───── Provided text ─────

In 2005, NHF was sued by a Texas couple in connection with charitable split dollar plans. In 1997, the plaintiffs created Trusts that participated in the split dollar plans. When the law changed, their estate planning attorney, who was the Trustee of their trusts, transferred the ownership of the policies to NHF, in order to benefit a local order of nuns, the charity that the plaintiffs had designated as the cause they wished to support. Under the new law, a private person could no longer be a beneficiary on an insurance policy owned by a charity. Therefore, as owners of the policies, NHF first changed the beneficiary to NHF, and ultimately changed it to the order of nuns selected by the plaintiffs.
In their lawsuit, despite the fact that they had at their disposal the advice and counsel of their estate planning attorney, financial planners and CPA, the plaintiffs claimed they were unaware of the change in law and their Trustee’s transfer of the policies to NHF for the purpose of transferring the beneficiaries in order to eliminate the IRS issues. They further claimed that their donations were not donations, but were only payments made for their insurance premiums. However, from 1997 through 2003, the plaintiffs took charitable deductions on their tax returns and represented to the IRS that the donations were “unrestricted” contributions. Consistent with its charter, at all times, NHF’s primary focus and concern was for charity, and all actions taken by NHF were for that very purpose.
In a split 10-2 verdict, despite significant evidence to the contrary, the jury found in favor of the plaintiffs. NHF respectfully disagrees with the verdict and plans to appeal its findings. NHF is hopeful that the appellate court will address significant legal and factual issues raised in this case that will alter the outcome. While that appeal is pending, NHF remains committed to its core philosophy of supporting charitable endeavors on behalf of its many committed donors.
NPR reported last Friday on the effect of increased government scrutiny of muslim charities on donations to those charities. Here is the abstract:
Muslims around the world are observing the holy month of Ramadan, a time set aside by observant Muslims for fasting and prayer. Another important obligation tied to Ramadan is Zakat, the practice of offering of money to the needy. Imam Hassan Qazwini and attorney Arsalan Iftikhar discuss government scrutiny of charitable giving in a post-Sept. 11 world and the affect on donations.
Monday, September 22, 2008
If charities catch a cold when Wall Street sneezes, what should they expect in the coming weeks? Wall Street has a very bad case of pneumonia and is essentially on life support as we speak. According to a WSJ article in today's paper, Charities are in for some seriously tough times:
The failure of Lehman Brothers Holdings Inc. and pain at other big firms threaten to cut into the corporate and individual donations that more than a million nonprofit organizations rely on for basic operations and charitable programs. Officials at charities are trying to devise creative ways to stand out. They are making urgent appeals through direct-mail and email campaigns and taking to the airwaves. Charities also are gearing up to tap their wealthy board members and other well-off supporters for extra cash. If they fail, charities may have to cut staff or seek loans. At Covenant House New York, the nation's largest adolescent-care agency, which serves homeless, runaway and at-risk youths, board members convened Thursday and discussed a possible "doomsday" scenario in case they lose upwards of 40% of their income, said Georgia Boothe, the nonprofit's associate executive director. The charity needs to raise about $3 million through direct mail in December, she said, adding, "We're worried." Direct-mail giving in July was off 15%, she said.

─────

> [Problem set]
1: By how much was direct-mail giving in July off at Covenant House New York, according to the charities excerpt?
2: List every line of the entries that contains the string "silhouetted", matching case exactly.

───── Available records ─────

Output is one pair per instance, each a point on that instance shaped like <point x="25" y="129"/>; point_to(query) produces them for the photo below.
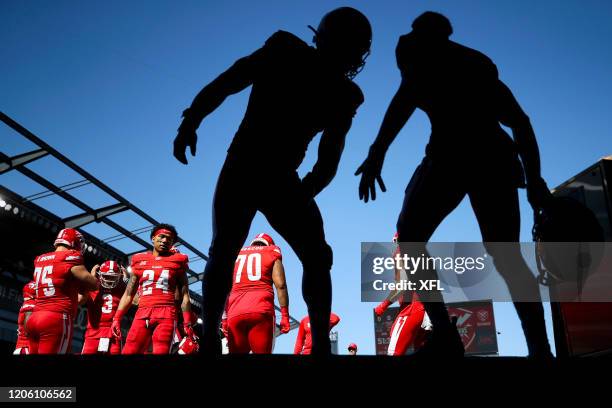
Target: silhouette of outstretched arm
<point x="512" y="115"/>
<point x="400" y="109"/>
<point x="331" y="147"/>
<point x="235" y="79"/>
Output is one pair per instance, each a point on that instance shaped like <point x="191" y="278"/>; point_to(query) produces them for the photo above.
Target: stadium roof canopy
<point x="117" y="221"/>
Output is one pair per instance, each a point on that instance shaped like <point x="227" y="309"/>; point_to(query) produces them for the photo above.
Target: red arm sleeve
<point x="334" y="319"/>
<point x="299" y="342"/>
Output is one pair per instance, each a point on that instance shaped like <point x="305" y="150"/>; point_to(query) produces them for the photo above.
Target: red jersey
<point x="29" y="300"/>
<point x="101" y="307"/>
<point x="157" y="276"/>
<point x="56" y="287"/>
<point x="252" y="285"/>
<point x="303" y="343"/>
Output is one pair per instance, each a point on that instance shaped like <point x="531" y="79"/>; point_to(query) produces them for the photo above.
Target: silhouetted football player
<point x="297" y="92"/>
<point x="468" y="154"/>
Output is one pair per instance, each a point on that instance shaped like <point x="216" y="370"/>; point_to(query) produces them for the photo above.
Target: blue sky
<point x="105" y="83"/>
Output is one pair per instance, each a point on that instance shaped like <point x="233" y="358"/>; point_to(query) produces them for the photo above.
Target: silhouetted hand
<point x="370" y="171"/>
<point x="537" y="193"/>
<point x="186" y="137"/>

─────

> [Task solutions]
1: 15%

2:
Target: silhouetted football player
Target: silhouetted hand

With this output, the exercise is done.